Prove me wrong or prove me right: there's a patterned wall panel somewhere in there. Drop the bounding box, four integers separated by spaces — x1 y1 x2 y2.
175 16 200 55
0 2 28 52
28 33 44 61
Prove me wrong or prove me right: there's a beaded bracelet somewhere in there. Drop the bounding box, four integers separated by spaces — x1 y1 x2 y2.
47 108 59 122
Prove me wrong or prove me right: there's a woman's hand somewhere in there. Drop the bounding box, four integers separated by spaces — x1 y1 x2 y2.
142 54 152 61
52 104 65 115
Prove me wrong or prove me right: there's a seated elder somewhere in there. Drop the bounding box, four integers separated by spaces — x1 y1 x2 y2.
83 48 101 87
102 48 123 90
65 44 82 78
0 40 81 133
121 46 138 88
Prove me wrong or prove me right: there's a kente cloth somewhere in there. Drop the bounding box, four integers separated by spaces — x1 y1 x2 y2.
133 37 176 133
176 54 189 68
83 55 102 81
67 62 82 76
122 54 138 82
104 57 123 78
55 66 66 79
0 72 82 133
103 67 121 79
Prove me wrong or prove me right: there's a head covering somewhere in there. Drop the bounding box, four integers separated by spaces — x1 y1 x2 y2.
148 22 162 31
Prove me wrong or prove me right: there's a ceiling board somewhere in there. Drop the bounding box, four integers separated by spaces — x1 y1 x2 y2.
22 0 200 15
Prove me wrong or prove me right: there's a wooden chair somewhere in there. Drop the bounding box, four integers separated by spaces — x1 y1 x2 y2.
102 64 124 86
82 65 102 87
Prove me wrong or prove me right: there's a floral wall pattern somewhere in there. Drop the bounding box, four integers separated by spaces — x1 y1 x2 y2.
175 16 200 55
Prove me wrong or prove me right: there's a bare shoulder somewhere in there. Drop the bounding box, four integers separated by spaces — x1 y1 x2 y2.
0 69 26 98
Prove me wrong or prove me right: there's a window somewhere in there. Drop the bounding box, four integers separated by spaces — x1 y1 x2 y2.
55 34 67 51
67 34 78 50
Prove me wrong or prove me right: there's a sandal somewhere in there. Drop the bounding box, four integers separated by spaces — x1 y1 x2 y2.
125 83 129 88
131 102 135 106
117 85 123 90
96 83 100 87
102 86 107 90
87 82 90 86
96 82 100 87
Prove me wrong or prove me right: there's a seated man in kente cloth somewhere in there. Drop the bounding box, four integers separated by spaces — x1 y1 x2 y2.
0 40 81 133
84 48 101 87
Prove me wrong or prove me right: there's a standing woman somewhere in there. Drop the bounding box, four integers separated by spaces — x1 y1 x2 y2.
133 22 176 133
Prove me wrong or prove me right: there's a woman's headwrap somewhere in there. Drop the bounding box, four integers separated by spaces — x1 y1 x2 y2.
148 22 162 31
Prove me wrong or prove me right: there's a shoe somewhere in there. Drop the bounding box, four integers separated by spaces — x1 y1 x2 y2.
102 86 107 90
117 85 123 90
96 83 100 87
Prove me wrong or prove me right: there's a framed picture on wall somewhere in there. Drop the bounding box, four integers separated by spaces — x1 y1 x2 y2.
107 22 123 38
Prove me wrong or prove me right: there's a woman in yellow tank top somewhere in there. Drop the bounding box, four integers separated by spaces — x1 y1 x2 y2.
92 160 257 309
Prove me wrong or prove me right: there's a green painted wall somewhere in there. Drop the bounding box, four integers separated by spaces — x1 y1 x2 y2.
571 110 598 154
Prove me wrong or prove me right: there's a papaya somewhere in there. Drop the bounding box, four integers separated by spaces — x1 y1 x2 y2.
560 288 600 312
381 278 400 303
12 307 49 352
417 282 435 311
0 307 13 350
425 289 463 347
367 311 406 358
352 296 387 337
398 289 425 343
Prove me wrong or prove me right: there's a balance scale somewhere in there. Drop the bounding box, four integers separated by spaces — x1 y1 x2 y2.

## INSTRUCTIONS FOR THE TASK:
Rewrite the listing starting at the line containing "Prove me wrong or prove me right: there's a standing" and ending at the line containing "107 22 123 38", both included, shifting every bounding box coordinate by -56 and copying all other lines unchanged.

## TASK OUTPUT:
Prove me wrong or prove me right: there's a standing woman somewhere in there. Drop the bounding box, four integers separated by spaces — x1 y1 x2 y2.
77 -34 120 77
Prove me wrong or prove me right: there's a woman's headwrap somewhere in there. Drop the bounding box, four integers separated by spaces — x1 y1 x2 y2.
92 -34 106 -25
Prove me wrong or prove me right: there's a shoe somewhere in there. Drop the bounding box, four integers separated by spaces — x1 y1 x2 y2.
46 30 51 34
61 29 67 34
40 27 44 31
Prove me wrong or prove me right: there's a framed picture on wall somewhere in there. Drop the bounding box, four integers separated by spaces — x1 y1 x2 y2.
51 -34 67 -18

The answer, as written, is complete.